DOCUMENT:
++++++

#25986 closed Bug (fixed)
Django crashes on unicode characters in the local part of an e-mail address
Reported by: | Sergei Maertens | Owned by: | Sergei Maertens |
---|---|---|---|
Component: | Core (Mail) | Version: | 1.9 |
Severity: | Normal | Keywords: | |
Cc: | george@…, martin.pajuste@… | Triage Stage: | Accepted |
Has patch: | yes | Needs documentation: | no |
Needs tests: | no | Patch needs improvement: | no |
Easy pickings: | no | UI/UX: | no |
Description
With Python 3.5 and Django 1.9 I'm running into trouble with internationalized e-mail addresses. According to RFC 6532 it is possible to have unicode characters in the e-mail address: https://tools.ietf.org/html/rfc6532.html and this RFC *should* be supported in Python 3.5: https://docs.python.org/3/whatsnew/3.5.html#email. Steps to reproduce are at the bottom of the ticket.

++++++

SET TASKS:
**a.** According to the bug ticket, which RFC allows unicode characters in an e-mail address?
**b.** From the bug ticket, pull out the text between "#25986 closed Bug" and "of the ticket.", inclusive.
The items after this come from a different source than the bug ticket.

PROVIDED DATA:
++++++

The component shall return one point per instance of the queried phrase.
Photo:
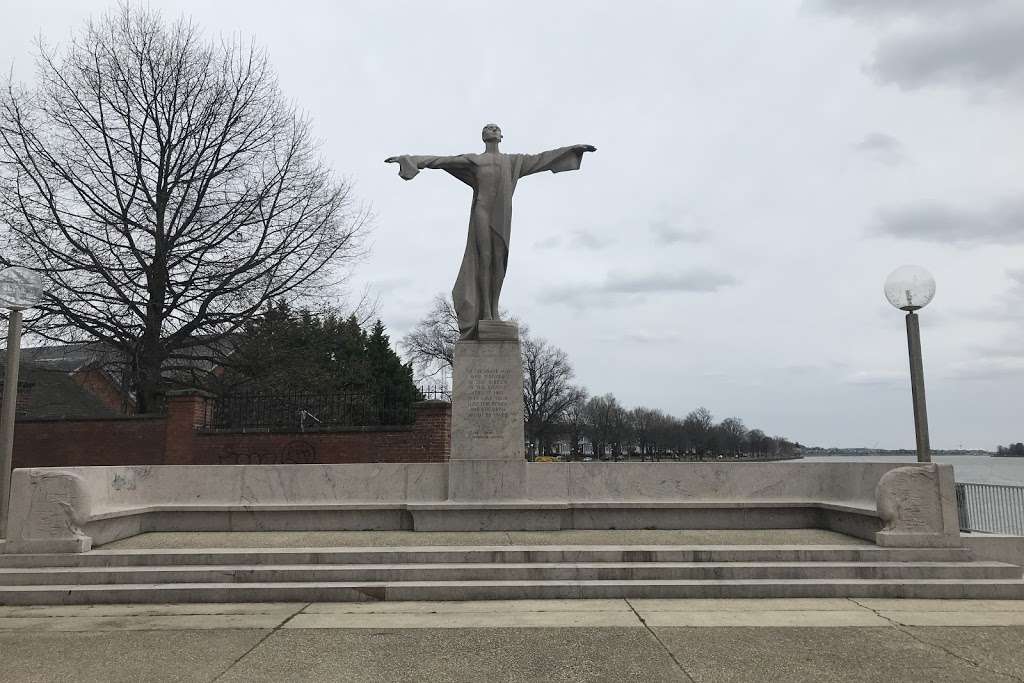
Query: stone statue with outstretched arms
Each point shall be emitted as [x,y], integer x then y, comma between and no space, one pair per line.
[493,175]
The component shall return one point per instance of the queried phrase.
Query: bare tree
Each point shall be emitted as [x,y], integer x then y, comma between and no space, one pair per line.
[698,427]
[606,424]
[165,189]
[430,345]
[732,435]
[547,388]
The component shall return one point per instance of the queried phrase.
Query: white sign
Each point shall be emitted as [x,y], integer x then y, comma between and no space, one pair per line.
[19,288]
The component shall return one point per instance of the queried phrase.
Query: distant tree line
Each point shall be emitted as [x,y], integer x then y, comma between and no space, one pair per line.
[557,411]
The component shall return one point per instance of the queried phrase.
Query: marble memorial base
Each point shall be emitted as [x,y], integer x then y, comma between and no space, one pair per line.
[487,461]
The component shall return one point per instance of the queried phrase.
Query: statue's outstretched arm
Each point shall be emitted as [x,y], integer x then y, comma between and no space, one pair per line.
[410,165]
[556,161]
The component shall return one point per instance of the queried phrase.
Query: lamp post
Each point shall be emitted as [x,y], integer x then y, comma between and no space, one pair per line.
[19,289]
[910,288]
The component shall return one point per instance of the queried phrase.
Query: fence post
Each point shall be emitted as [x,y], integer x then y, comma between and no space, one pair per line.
[186,411]
[962,509]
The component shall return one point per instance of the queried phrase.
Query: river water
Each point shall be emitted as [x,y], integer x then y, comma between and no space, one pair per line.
[967,469]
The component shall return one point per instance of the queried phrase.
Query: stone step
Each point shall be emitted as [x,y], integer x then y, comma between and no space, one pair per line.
[507,590]
[477,554]
[505,571]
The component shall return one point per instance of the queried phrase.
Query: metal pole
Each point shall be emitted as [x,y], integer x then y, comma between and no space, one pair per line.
[7,414]
[918,388]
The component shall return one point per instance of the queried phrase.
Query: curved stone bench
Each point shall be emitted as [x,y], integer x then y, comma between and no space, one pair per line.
[72,509]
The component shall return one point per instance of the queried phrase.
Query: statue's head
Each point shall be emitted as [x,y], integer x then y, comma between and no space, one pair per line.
[492,132]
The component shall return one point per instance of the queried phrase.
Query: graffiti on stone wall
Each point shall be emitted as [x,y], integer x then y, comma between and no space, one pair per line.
[296,452]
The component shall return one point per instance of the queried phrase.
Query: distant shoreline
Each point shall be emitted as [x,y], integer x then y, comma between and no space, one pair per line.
[898,454]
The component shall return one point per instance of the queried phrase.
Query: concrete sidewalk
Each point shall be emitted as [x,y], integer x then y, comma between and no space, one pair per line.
[555,640]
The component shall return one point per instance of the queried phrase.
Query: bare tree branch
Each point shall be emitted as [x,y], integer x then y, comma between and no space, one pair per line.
[165,189]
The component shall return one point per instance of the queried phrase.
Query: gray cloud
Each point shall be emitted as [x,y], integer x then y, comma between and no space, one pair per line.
[585,239]
[1001,223]
[549,243]
[619,285]
[871,9]
[882,147]
[991,368]
[879,378]
[982,52]
[696,280]
[581,239]
[667,233]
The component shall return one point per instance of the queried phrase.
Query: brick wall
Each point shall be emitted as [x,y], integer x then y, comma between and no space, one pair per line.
[97,383]
[79,442]
[180,439]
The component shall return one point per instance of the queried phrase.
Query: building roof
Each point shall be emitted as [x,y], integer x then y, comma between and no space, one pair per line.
[49,393]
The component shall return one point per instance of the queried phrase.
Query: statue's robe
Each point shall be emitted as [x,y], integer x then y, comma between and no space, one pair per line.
[468,287]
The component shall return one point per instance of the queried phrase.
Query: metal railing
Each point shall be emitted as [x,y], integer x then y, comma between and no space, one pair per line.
[435,391]
[990,508]
[307,412]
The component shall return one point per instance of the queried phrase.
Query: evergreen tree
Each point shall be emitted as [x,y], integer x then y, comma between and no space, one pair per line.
[287,350]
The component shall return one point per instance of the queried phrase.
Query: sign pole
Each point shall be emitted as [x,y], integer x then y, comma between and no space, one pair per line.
[7,414]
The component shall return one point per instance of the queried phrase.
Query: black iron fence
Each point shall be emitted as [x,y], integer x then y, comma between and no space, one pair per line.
[990,508]
[435,392]
[306,412]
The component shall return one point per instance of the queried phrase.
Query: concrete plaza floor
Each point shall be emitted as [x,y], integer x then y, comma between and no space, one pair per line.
[553,640]
[775,537]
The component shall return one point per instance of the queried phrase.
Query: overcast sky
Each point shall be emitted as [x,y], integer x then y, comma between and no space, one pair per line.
[761,168]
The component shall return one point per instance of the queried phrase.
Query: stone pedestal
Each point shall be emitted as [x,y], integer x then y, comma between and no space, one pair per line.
[487,462]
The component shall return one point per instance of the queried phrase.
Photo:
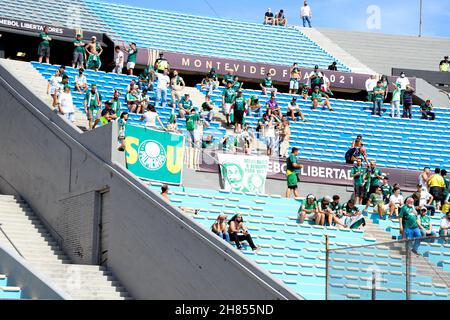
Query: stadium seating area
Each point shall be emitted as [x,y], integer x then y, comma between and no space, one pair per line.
[295,253]
[394,143]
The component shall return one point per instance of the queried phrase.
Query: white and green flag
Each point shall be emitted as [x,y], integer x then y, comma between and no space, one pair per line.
[243,173]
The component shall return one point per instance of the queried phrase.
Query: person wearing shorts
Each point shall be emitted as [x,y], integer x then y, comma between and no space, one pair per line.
[228,97]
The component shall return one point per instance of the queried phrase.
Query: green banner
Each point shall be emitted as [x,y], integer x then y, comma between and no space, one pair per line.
[154,155]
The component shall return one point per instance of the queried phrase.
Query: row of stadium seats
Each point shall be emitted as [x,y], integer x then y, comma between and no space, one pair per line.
[393,142]
[295,253]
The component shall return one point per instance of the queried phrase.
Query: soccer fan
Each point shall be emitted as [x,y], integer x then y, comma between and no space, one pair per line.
[79,54]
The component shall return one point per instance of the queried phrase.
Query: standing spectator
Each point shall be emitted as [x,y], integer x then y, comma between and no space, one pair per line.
[267,85]
[94,49]
[92,105]
[44,46]
[81,81]
[268,17]
[280,19]
[426,227]
[408,101]
[228,97]
[79,54]
[292,171]
[220,227]
[378,99]
[333,66]
[310,210]
[178,85]
[66,107]
[294,82]
[371,83]
[239,232]
[410,224]
[163,87]
[395,103]
[404,81]
[118,60]
[161,64]
[357,174]
[294,111]
[132,51]
[444,65]
[306,14]
[426,109]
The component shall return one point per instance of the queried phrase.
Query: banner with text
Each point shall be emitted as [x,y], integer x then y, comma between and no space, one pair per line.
[154,155]
[243,173]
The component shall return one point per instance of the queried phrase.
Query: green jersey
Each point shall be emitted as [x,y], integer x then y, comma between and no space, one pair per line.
[78,44]
[409,217]
[132,55]
[44,42]
[359,180]
[240,103]
[191,121]
[229,94]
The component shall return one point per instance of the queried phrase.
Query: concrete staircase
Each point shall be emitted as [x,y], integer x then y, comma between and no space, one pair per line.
[24,72]
[29,237]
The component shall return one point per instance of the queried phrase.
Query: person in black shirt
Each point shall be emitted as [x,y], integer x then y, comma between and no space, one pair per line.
[332,66]
[268,18]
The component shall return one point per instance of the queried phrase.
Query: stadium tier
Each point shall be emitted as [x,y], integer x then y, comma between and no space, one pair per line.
[295,253]
[393,142]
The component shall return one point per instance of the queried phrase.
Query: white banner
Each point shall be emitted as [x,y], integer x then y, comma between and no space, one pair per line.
[243,173]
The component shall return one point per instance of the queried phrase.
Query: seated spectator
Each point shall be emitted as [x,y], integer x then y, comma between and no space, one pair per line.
[81,81]
[280,19]
[310,210]
[255,109]
[238,232]
[269,18]
[294,111]
[426,227]
[208,109]
[426,109]
[333,66]
[352,216]
[444,65]
[423,199]
[122,124]
[220,227]
[396,201]
[376,199]
[408,101]
[320,99]
[272,105]
[150,116]
[267,85]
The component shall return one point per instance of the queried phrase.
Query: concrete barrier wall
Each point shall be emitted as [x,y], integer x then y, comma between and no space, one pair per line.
[153,249]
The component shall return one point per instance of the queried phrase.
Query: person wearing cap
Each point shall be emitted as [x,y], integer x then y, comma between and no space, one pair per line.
[44,46]
[426,108]
[280,19]
[426,226]
[81,81]
[66,106]
[220,227]
[79,54]
[306,14]
[267,85]
[444,65]
[404,81]
[310,210]
[294,111]
[320,98]
[268,17]
[94,49]
[228,97]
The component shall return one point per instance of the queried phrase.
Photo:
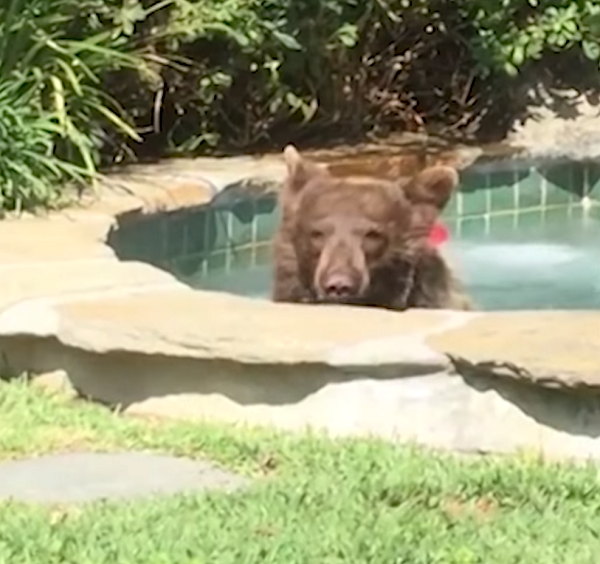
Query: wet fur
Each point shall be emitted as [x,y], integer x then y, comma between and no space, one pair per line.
[409,274]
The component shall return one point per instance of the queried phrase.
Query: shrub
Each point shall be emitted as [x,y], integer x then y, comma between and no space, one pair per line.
[261,73]
[53,109]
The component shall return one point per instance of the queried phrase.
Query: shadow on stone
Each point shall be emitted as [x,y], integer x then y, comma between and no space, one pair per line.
[574,410]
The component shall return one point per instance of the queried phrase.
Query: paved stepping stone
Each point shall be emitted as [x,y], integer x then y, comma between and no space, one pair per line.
[78,477]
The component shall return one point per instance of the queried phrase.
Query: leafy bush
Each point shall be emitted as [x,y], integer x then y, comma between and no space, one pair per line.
[259,74]
[53,109]
[236,75]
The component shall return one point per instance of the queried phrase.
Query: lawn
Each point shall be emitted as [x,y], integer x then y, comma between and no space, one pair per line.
[314,500]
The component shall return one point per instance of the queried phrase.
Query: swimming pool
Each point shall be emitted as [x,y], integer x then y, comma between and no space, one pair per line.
[524,236]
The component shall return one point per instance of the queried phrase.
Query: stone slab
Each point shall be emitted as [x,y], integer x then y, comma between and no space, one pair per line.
[550,348]
[53,238]
[82,477]
[213,325]
[23,281]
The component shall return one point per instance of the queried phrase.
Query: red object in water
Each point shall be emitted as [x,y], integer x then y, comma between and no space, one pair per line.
[438,234]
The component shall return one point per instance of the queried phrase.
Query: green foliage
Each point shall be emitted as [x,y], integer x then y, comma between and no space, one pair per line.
[515,32]
[53,54]
[187,76]
[264,73]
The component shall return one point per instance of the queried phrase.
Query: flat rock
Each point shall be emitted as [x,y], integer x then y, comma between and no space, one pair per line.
[213,325]
[23,281]
[547,348]
[53,238]
[80,477]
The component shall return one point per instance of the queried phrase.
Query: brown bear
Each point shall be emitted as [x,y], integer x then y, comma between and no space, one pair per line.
[362,240]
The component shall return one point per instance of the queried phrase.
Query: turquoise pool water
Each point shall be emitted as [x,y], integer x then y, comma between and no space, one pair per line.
[512,262]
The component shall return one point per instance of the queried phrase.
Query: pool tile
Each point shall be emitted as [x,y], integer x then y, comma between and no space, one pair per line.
[475,203]
[471,181]
[530,190]
[241,258]
[263,254]
[241,222]
[502,199]
[266,204]
[187,267]
[472,228]
[580,181]
[176,228]
[530,221]
[196,229]
[266,225]
[559,183]
[217,261]
[502,224]
[556,214]
[149,238]
[451,209]
[593,180]
[217,230]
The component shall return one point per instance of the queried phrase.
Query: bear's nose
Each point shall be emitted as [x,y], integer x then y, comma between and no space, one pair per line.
[339,285]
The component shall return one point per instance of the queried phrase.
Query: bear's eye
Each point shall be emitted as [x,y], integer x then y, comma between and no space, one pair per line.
[374,236]
[316,234]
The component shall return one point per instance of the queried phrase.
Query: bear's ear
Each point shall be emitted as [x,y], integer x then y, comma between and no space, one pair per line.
[432,187]
[300,171]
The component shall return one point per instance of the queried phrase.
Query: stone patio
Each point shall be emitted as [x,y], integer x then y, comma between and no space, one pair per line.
[130,334]
[91,476]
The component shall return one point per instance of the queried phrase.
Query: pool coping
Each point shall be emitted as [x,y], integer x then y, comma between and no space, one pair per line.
[129,334]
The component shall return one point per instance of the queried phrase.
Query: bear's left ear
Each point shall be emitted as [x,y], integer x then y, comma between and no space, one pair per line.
[432,187]
[299,170]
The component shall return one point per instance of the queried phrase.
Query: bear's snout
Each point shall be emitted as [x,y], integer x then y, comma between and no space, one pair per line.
[340,286]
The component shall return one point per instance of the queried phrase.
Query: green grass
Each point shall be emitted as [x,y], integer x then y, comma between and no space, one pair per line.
[314,500]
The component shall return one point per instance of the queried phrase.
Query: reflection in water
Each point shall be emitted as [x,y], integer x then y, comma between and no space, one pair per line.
[552,266]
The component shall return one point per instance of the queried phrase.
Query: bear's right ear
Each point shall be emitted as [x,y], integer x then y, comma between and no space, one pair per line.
[432,187]
[300,171]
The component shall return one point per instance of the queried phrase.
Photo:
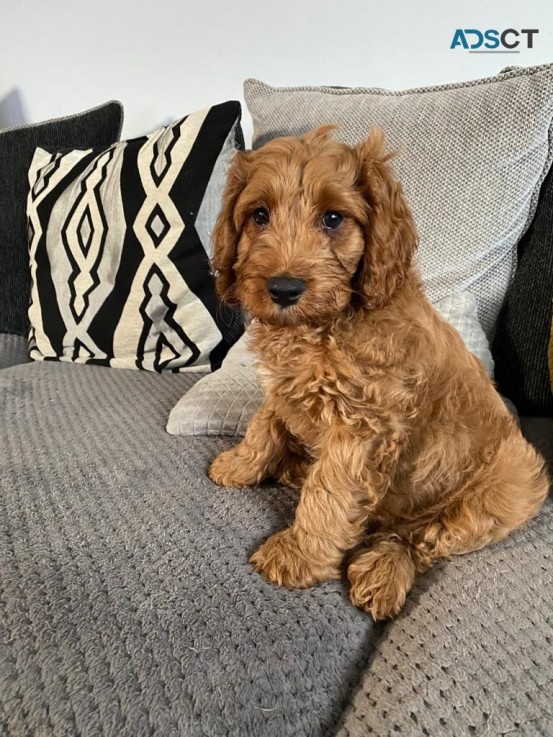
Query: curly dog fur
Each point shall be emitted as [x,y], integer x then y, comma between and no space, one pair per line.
[402,448]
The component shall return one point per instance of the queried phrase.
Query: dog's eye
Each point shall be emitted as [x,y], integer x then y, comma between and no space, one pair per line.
[332,220]
[261,216]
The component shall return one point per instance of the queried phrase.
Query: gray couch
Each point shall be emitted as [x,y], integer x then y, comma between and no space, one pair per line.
[128,607]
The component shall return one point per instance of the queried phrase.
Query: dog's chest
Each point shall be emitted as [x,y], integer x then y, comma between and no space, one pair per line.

++++++

SOLUTIONS TO THE TASKS:
**a.** RFC 6532

**b.**
#25986 closed Bug (fixed)
Django crashes on unicode characters in the local part of an e-mail address
Reported by: | Sergei Maertens | Owned by: | Sergei Maertens |
---|---|---|---|
Component: | Core (Mail) | Version: | 1.9 |
Severity: | Normal | Keywords: | |
Cc: | george@…, martin.pajuste@… | Triage Stage: | Accepted |
Has patch: | yes | Needs documentation: | no |
Needs tests: | no | Patch needs improvement: | no |
Easy pickings: | no | UI/UX: | no |
Description
With Python 3.5 and Django 1.9 I'm running into trouble with internationalized e-mail addresses. According to RFC 6532 it is possible to have unicode characters in the e-mail address: https://tools.ietf.org/html/rfc6532.html and this RFC *should* be supported in Python 3.5: https://docs.python.org/3/whatsnew/3.5.html#email. Steps to reproduce are at the bottom of the ticket.